Written problem.
Copy the rows from the line containing "Would you mind indicating the seal's" through the line containing "Would you mind indicating the seal mouth", substituting "image" for every "photo" and changing nothing else.

Material for the task.
▽

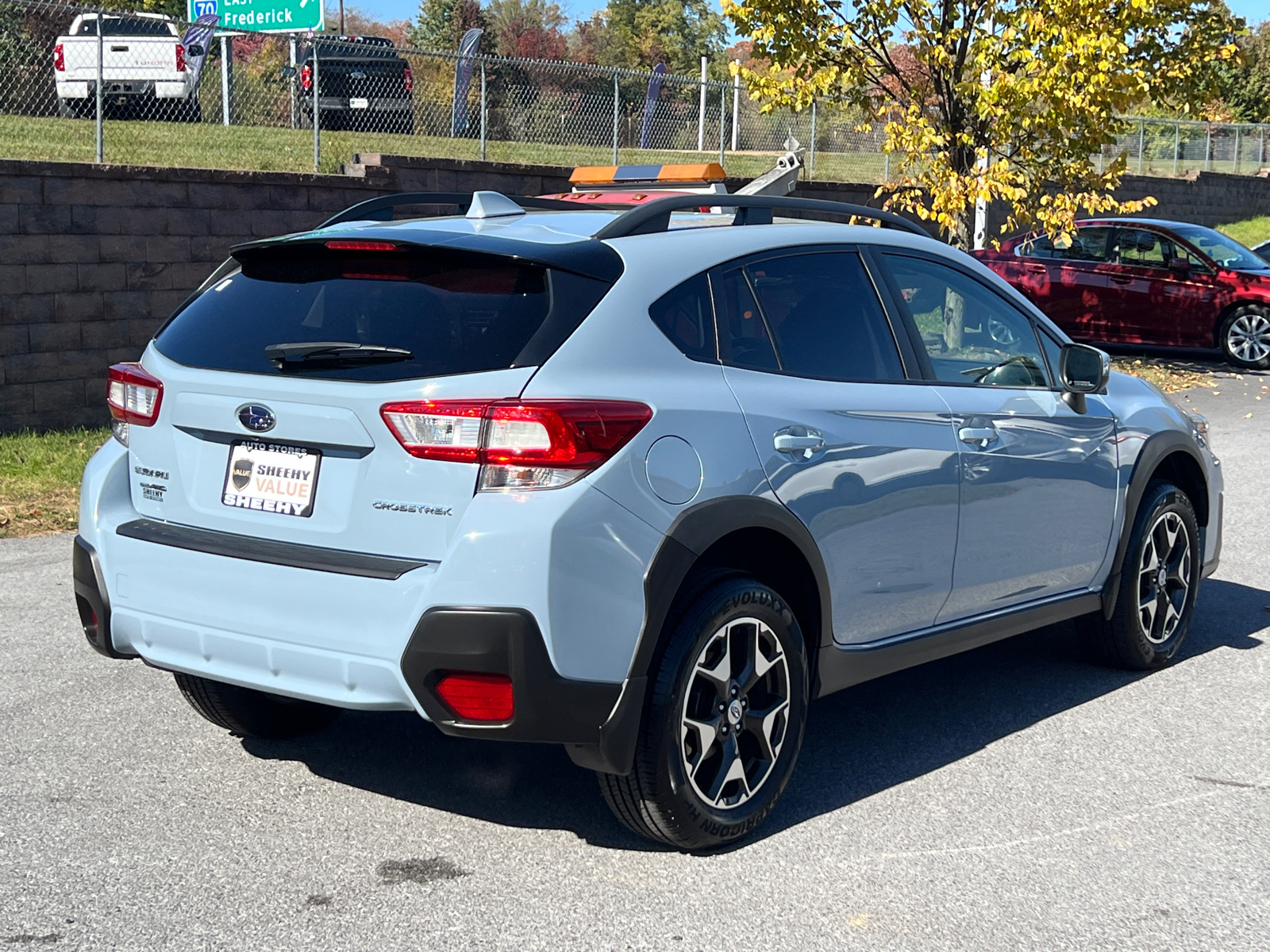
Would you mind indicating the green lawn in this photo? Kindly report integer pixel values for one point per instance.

△
▽

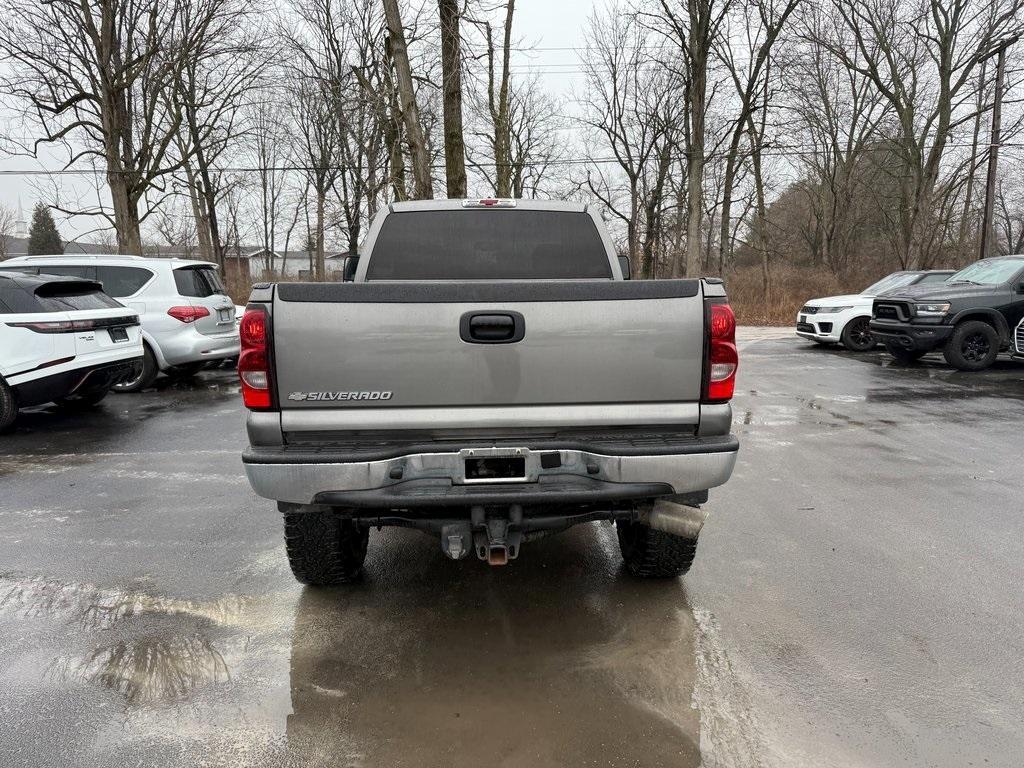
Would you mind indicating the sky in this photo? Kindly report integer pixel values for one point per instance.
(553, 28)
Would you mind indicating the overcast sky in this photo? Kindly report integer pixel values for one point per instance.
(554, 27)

△
▽

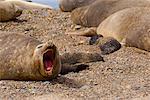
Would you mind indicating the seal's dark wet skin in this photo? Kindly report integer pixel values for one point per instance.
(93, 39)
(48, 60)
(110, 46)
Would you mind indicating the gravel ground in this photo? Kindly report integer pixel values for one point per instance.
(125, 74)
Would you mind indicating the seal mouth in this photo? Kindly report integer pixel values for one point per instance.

△

The completed task.
Would you mind indicating the seal's dark wet skin in this image? Kindly report integer pixel values for one point per instance.
(93, 39)
(48, 60)
(110, 46)
Would you mind indicating the gravel ground in this image? Kindly report integer pixel values for one point per instance.
(125, 74)
Would you mind indicating the seal mouth in this image? Kindly report integer pixel values for one point per instance.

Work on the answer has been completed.